■ DOCUMENT SEGMENT:
<<<<

X-irradiation has been shown to be beneficial to recovery from spinal cord injury (SCI); however, the optimal therapeutic target has not been defined. Experiments were designed to determine the optimal target volume within the injured spinal cord for improving functional recovery and sparing tissue with stereotactic x-irradiation.
SCI was produced in rats at the T10 level. A 20-Gy dose of radiation was delivered with a single, 4-mm-diameter, circular radiation beam centered either on the injury epicenter or 4 or 8 mm caudal or rostral to the injury epicenter. Locomotor function was determined for 6 weeks with the Basso, Beattie, and Bresnahan locomotor scale and tissue sparing by histological analysis of transverse sections along the spinal cords.
X-irradiation of spinal cord segments at 4 mm, but not 8 mm, caudal or rostral to the contusion epicenter resulted in increases in locomotor recovery. Consistently, significant tissue sparing also occurred with x-irradiation centered at those sites, although irradiation centered 4 mm rostral to the epicenter led to tissue sparing along the greatest length of the spinal cord. Interestingly, regression analysis of these variables demonstrated that the quantitative relationship between the amount of tissue spared and the improvement in locomotion recovery was greatest in a region several millimeters rostral to the injury epicenter.
These results indicate that x-irradiation in a region rostral to the injury epicenter is optimal for recovery from SCI. This minimal target should be attractive for therapeutic application since it allows a greatly reduced target volume so that uninjured tissue is not needlessly irradiated.

>>>>

■ WORK INSTRUCTIONS:
Rewrite the part of the spinal cord irradiation study starting with "These results indicate" and going on through "not needlessly irradiated.", replacing "optimal" with "most effective". The records were taken from a different source than the text.

Data items
<<<<

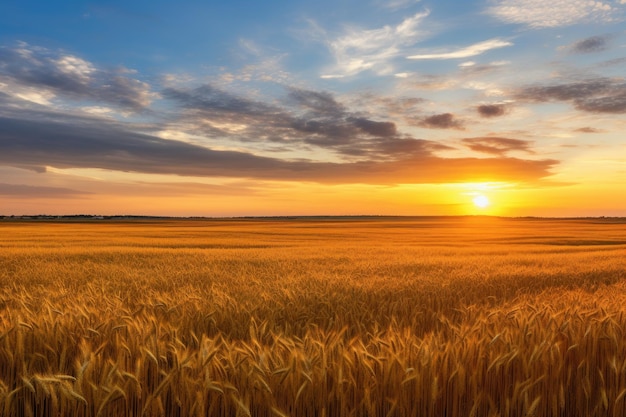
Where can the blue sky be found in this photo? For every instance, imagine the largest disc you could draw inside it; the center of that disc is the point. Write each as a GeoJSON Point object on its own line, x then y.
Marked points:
{"type": "Point", "coordinates": [292, 107]}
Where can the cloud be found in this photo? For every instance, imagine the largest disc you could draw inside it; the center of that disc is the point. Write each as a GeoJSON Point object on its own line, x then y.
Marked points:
{"type": "Point", "coordinates": [397, 4]}
{"type": "Point", "coordinates": [29, 191]}
{"type": "Point", "coordinates": [496, 145]}
{"type": "Point", "coordinates": [555, 13]}
{"type": "Point", "coordinates": [596, 95]}
{"type": "Point", "coordinates": [359, 50]}
{"type": "Point", "coordinates": [307, 118]}
{"type": "Point", "coordinates": [92, 143]}
{"type": "Point", "coordinates": [441, 121]}
{"type": "Point", "coordinates": [469, 51]}
{"type": "Point", "coordinates": [588, 129]}
{"type": "Point", "coordinates": [49, 73]}
{"type": "Point", "coordinates": [589, 45]}
{"type": "Point", "coordinates": [492, 110]}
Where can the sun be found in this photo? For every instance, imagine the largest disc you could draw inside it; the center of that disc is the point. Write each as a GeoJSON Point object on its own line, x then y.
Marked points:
{"type": "Point", "coordinates": [481, 201]}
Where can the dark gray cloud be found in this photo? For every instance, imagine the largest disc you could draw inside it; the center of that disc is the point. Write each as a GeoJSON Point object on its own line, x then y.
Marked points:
{"type": "Point", "coordinates": [597, 95]}
{"type": "Point", "coordinates": [497, 145]}
{"type": "Point", "coordinates": [72, 142]}
{"type": "Point", "coordinates": [492, 110]}
{"type": "Point", "coordinates": [588, 45]}
{"type": "Point", "coordinates": [320, 103]}
{"type": "Point", "coordinates": [30, 191]}
{"type": "Point", "coordinates": [311, 118]}
{"type": "Point", "coordinates": [441, 121]}
{"type": "Point", "coordinates": [72, 77]}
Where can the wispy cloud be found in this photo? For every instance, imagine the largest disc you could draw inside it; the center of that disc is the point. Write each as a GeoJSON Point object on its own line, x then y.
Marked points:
{"type": "Point", "coordinates": [44, 74]}
{"type": "Point", "coordinates": [469, 51]}
{"type": "Point", "coordinates": [589, 45]}
{"type": "Point", "coordinates": [72, 143]}
{"type": "Point", "coordinates": [492, 110]}
{"type": "Point", "coordinates": [30, 191]}
{"type": "Point", "coordinates": [594, 95]}
{"type": "Point", "coordinates": [555, 13]}
{"type": "Point", "coordinates": [497, 145]}
{"type": "Point", "coordinates": [441, 121]}
{"type": "Point", "coordinates": [307, 119]}
{"type": "Point", "coordinates": [396, 4]}
{"type": "Point", "coordinates": [358, 50]}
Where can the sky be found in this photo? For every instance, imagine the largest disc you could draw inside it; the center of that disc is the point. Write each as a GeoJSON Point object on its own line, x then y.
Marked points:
{"type": "Point", "coordinates": [342, 107]}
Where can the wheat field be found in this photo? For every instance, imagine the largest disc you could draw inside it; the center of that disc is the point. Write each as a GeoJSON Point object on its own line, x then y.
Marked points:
{"type": "Point", "coordinates": [465, 316]}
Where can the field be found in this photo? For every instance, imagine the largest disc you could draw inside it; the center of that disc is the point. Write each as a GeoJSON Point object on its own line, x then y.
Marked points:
{"type": "Point", "coordinates": [467, 316]}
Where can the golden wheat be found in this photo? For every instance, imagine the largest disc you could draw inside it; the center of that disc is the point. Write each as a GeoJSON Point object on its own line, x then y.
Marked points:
{"type": "Point", "coordinates": [422, 317]}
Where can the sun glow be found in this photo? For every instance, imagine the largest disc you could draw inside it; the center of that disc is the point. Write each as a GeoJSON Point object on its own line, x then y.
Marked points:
{"type": "Point", "coordinates": [481, 201]}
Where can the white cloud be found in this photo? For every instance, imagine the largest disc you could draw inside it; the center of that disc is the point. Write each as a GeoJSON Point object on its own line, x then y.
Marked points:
{"type": "Point", "coordinates": [372, 49]}
{"type": "Point", "coordinates": [397, 4]}
{"type": "Point", "coordinates": [554, 13]}
{"type": "Point", "coordinates": [472, 50]}
{"type": "Point", "coordinates": [75, 67]}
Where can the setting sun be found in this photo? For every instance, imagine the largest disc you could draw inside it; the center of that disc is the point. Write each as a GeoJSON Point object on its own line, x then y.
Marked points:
{"type": "Point", "coordinates": [481, 201]}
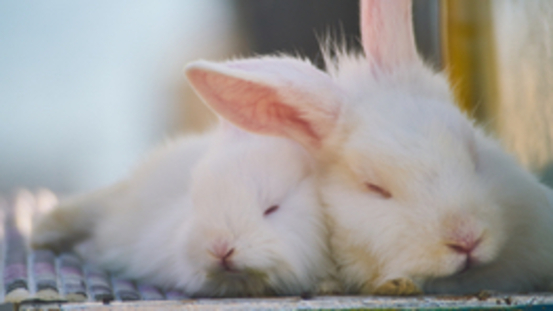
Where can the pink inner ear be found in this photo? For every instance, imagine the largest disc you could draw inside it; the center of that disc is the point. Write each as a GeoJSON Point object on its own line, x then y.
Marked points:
{"type": "Point", "coordinates": [252, 106]}
{"type": "Point", "coordinates": [387, 32]}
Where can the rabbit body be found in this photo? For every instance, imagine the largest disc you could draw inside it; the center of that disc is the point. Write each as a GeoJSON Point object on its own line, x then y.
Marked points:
{"type": "Point", "coordinates": [417, 198]}
{"type": "Point", "coordinates": [195, 216]}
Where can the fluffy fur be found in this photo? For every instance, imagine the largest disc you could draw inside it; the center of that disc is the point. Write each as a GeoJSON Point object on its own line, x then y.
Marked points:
{"type": "Point", "coordinates": [417, 197]}
{"type": "Point", "coordinates": [197, 200]}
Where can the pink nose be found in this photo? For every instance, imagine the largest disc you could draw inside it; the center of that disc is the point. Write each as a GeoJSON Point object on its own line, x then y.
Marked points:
{"type": "Point", "coordinates": [464, 246]}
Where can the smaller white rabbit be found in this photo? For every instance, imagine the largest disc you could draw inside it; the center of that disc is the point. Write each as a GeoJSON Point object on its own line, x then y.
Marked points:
{"type": "Point", "coordinates": [227, 213]}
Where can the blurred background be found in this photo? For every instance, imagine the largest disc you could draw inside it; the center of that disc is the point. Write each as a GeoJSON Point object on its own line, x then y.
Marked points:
{"type": "Point", "coordinates": [88, 87]}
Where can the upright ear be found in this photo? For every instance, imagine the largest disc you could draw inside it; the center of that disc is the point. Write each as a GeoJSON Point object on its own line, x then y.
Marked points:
{"type": "Point", "coordinates": [387, 32]}
{"type": "Point", "coordinates": [273, 96]}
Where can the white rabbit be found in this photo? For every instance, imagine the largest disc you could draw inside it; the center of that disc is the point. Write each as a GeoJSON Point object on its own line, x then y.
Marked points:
{"type": "Point", "coordinates": [223, 214]}
{"type": "Point", "coordinates": [418, 198]}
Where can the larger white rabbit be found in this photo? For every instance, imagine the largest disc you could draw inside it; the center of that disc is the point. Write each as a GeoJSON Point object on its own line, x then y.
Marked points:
{"type": "Point", "coordinates": [418, 198]}
{"type": "Point", "coordinates": [223, 214]}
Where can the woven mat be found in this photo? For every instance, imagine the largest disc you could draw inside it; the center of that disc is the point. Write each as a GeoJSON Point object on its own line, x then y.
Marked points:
{"type": "Point", "coordinates": [41, 275]}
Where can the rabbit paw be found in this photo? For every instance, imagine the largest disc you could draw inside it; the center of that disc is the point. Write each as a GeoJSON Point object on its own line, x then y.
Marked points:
{"type": "Point", "coordinates": [329, 287]}
{"type": "Point", "coordinates": [398, 287]}
{"type": "Point", "coordinates": [51, 234]}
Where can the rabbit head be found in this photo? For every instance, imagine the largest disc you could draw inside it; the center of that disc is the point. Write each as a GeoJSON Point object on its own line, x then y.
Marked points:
{"type": "Point", "coordinates": [256, 227]}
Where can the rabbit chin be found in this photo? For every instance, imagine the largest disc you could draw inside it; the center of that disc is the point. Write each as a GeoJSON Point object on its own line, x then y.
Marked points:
{"type": "Point", "coordinates": [235, 283]}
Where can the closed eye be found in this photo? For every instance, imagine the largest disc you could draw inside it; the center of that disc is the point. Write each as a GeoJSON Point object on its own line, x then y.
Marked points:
{"type": "Point", "coordinates": [379, 190]}
{"type": "Point", "coordinates": [271, 210]}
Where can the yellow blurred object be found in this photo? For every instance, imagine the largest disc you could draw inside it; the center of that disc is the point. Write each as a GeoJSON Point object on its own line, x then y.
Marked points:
{"type": "Point", "coordinates": [468, 54]}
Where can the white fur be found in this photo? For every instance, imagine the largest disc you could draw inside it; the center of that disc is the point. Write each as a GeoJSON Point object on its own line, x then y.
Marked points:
{"type": "Point", "coordinates": [163, 222]}
{"type": "Point", "coordinates": [404, 174]}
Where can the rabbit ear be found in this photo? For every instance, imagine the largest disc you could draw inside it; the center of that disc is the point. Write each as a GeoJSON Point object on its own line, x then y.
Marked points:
{"type": "Point", "coordinates": [387, 32]}
{"type": "Point", "coordinates": [230, 130]}
{"type": "Point", "coordinates": [272, 96]}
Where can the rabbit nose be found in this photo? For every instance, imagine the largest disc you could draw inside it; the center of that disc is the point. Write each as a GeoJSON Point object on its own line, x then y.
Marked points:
{"type": "Point", "coordinates": [464, 246]}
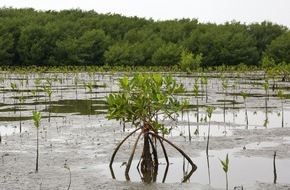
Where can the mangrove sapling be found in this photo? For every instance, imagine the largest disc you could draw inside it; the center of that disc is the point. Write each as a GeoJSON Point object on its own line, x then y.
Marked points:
{"type": "Point", "coordinates": [204, 82]}
{"type": "Point", "coordinates": [14, 89]}
{"type": "Point", "coordinates": [225, 164]}
{"type": "Point", "coordinates": [89, 85]}
{"type": "Point", "coordinates": [195, 92]}
{"type": "Point", "coordinates": [141, 101]}
{"type": "Point", "coordinates": [274, 168]}
{"type": "Point", "coordinates": [76, 85]}
{"type": "Point", "coordinates": [281, 97]}
{"type": "Point", "coordinates": [266, 88]}
{"type": "Point", "coordinates": [36, 116]}
{"type": "Point", "coordinates": [209, 110]}
{"type": "Point", "coordinates": [2, 80]}
{"type": "Point", "coordinates": [66, 166]}
{"type": "Point", "coordinates": [33, 92]}
{"type": "Point", "coordinates": [225, 85]}
{"type": "Point", "coordinates": [21, 100]}
{"type": "Point", "coordinates": [244, 95]}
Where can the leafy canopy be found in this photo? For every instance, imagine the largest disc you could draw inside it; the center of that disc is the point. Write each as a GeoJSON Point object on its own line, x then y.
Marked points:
{"type": "Point", "coordinates": [143, 98]}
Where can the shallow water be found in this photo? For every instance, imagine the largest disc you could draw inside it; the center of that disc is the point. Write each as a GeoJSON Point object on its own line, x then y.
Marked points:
{"type": "Point", "coordinates": [243, 171]}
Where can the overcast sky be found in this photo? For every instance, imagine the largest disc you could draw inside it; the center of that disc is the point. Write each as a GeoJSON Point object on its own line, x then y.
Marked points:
{"type": "Point", "coordinates": [217, 11]}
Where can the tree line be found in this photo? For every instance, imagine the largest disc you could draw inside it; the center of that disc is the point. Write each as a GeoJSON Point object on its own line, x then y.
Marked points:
{"type": "Point", "coordinates": [87, 38]}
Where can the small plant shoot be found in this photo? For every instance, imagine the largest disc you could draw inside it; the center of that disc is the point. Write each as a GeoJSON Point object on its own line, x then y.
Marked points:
{"type": "Point", "coordinates": [144, 101]}
{"type": "Point", "coordinates": [36, 116]}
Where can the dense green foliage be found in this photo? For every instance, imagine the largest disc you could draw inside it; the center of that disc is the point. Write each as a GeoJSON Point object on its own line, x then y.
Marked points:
{"type": "Point", "coordinates": [76, 37]}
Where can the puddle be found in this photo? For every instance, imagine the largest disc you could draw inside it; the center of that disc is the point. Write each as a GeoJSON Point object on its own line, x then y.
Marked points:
{"type": "Point", "coordinates": [243, 171]}
{"type": "Point", "coordinates": [9, 130]}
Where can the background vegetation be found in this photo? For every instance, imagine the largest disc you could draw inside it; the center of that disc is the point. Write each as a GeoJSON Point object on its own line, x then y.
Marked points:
{"type": "Point", "coordinates": [75, 37]}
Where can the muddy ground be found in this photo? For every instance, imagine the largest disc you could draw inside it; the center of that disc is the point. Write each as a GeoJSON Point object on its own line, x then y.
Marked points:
{"type": "Point", "coordinates": [84, 142]}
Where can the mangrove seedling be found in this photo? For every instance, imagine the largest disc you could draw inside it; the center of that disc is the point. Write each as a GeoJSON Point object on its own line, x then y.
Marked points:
{"type": "Point", "coordinates": [14, 89]}
{"type": "Point", "coordinates": [144, 101]}
{"type": "Point", "coordinates": [195, 92]}
{"type": "Point", "coordinates": [225, 164]}
{"type": "Point", "coordinates": [281, 97]}
{"type": "Point", "coordinates": [266, 88]}
{"type": "Point", "coordinates": [36, 116]}
{"type": "Point", "coordinates": [244, 95]}
{"type": "Point", "coordinates": [66, 166]}
{"type": "Point", "coordinates": [209, 110]}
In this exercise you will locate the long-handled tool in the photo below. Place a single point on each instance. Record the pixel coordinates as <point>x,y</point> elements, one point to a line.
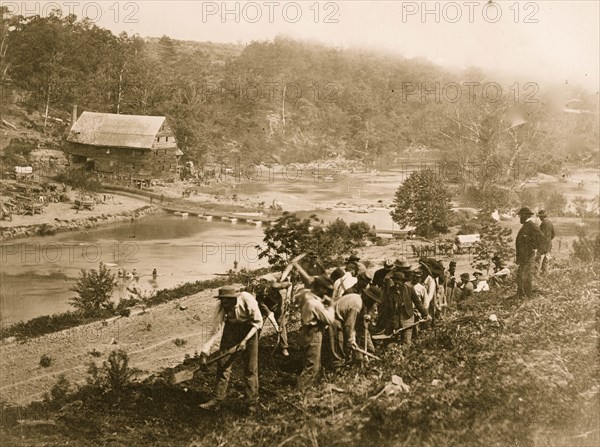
<point>397,331</point>
<point>187,374</point>
<point>365,353</point>
<point>290,266</point>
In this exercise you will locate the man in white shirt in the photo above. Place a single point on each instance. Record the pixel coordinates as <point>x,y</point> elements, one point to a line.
<point>480,284</point>
<point>238,317</point>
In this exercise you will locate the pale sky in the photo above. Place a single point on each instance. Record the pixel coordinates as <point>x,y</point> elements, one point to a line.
<point>542,41</point>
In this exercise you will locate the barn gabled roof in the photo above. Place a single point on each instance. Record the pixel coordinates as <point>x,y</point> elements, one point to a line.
<point>467,238</point>
<point>111,130</point>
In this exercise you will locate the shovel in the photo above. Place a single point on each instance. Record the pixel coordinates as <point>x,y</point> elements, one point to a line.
<point>396,332</point>
<point>187,374</point>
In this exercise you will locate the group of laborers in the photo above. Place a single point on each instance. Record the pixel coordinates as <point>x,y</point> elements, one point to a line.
<point>339,311</point>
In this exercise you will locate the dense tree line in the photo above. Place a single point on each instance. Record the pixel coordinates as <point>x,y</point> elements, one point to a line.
<point>301,101</point>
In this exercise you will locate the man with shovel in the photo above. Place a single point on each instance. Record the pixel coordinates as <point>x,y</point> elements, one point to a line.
<point>239,317</point>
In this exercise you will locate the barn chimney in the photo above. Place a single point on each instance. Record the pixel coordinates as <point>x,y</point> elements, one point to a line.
<point>74,115</point>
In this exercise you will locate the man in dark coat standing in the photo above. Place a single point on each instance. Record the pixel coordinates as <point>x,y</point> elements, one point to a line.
<point>529,239</point>
<point>547,228</point>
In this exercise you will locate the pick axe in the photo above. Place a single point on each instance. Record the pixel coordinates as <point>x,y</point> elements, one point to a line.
<point>291,265</point>
<point>397,331</point>
<point>187,374</point>
<point>367,354</point>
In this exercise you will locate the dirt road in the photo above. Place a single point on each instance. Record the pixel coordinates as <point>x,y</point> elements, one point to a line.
<point>147,337</point>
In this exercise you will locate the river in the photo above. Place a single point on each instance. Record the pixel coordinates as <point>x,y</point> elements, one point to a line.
<point>36,274</point>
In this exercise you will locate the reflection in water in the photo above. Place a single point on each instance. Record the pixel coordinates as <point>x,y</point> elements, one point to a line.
<point>36,274</point>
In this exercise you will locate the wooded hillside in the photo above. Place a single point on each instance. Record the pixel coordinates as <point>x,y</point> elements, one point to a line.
<point>297,101</point>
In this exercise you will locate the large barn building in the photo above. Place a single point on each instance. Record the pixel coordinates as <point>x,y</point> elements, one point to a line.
<point>134,149</point>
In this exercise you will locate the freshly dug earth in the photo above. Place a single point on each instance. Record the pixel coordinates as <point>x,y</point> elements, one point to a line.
<point>528,379</point>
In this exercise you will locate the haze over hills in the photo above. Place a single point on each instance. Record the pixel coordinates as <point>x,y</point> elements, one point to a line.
<point>295,100</point>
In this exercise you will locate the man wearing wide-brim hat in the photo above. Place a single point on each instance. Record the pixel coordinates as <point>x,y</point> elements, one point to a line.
<point>466,286</point>
<point>529,239</point>
<point>315,317</point>
<point>379,275</point>
<point>405,301</point>
<point>349,331</point>
<point>237,314</point>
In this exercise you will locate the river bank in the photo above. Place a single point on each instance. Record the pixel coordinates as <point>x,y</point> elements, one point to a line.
<point>510,379</point>
<point>60,217</point>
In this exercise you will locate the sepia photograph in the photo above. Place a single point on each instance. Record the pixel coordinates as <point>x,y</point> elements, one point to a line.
<point>300,223</point>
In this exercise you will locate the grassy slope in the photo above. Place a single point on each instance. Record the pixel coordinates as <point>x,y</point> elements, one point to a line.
<point>532,380</point>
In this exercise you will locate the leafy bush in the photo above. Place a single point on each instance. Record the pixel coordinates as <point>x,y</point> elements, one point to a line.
<point>494,240</point>
<point>94,290</point>
<point>290,236</point>
<point>45,361</point>
<point>113,375</point>
<point>586,248</point>
<point>422,201</point>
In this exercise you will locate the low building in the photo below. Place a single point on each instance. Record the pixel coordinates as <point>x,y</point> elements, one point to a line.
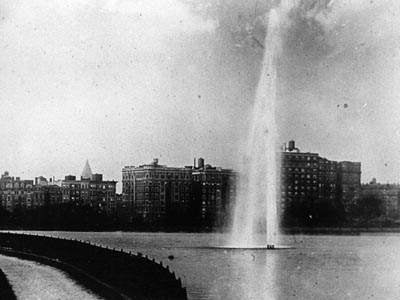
<point>380,200</point>
<point>90,190</point>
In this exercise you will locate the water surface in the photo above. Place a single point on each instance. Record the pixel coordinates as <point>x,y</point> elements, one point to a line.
<point>320,267</point>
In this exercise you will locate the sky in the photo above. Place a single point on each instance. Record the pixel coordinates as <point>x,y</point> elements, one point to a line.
<point>120,82</point>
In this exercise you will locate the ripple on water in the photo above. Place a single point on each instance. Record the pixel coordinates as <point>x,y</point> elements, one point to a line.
<point>31,280</point>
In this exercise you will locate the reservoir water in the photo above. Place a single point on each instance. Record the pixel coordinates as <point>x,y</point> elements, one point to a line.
<point>365,266</point>
<point>32,281</point>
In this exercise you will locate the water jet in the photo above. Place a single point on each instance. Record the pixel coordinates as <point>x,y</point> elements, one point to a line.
<point>256,205</point>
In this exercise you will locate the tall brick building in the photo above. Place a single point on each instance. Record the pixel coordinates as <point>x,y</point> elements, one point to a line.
<point>191,195</point>
<point>317,186</point>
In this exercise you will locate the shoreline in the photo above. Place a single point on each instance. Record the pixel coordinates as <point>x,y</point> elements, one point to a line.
<point>6,292</point>
<point>283,230</point>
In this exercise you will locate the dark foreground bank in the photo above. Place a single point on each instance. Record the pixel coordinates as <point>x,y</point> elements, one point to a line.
<point>6,292</point>
<point>110,273</point>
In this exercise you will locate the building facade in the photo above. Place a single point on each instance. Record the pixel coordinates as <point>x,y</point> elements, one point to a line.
<point>191,195</point>
<point>315,187</point>
<point>90,190</point>
<point>381,200</point>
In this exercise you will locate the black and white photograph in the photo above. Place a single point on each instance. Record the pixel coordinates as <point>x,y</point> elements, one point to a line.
<point>199,149</point>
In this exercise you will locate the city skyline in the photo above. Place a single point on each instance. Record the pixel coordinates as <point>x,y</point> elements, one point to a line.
<point>122,82</point>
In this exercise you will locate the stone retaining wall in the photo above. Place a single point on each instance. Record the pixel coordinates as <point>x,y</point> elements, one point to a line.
<point>111,273</point>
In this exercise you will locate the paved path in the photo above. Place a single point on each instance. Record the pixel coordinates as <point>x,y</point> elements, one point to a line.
<point>33,281</point>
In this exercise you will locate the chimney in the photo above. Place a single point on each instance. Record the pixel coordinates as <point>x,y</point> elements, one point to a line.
<point>200,163</point>
<point>291,145</point>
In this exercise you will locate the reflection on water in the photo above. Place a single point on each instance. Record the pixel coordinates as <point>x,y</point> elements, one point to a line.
<point>320,267</point>
<point>31,280</point>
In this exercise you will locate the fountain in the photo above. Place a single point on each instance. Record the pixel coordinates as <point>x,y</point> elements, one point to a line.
<point>255,208</point>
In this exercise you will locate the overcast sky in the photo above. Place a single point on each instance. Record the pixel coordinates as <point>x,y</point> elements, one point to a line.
<point>121,82</point>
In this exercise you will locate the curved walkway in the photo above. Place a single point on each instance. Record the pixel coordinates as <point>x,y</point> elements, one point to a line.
<point>33,281</point>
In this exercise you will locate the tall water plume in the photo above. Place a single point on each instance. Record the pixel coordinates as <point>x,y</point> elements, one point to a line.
<point>255,208</point>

>>>>

■ SOLUTION TO THE EXERCISE:
These results indicate that x-irradiation in a region rostral to the injury epicenter is most effective for recovery from SCI. This minimal target should be attractive for therapeutic application since it allows a greatly reduced target volume so that uninjured tissue is not needlessly irradiated.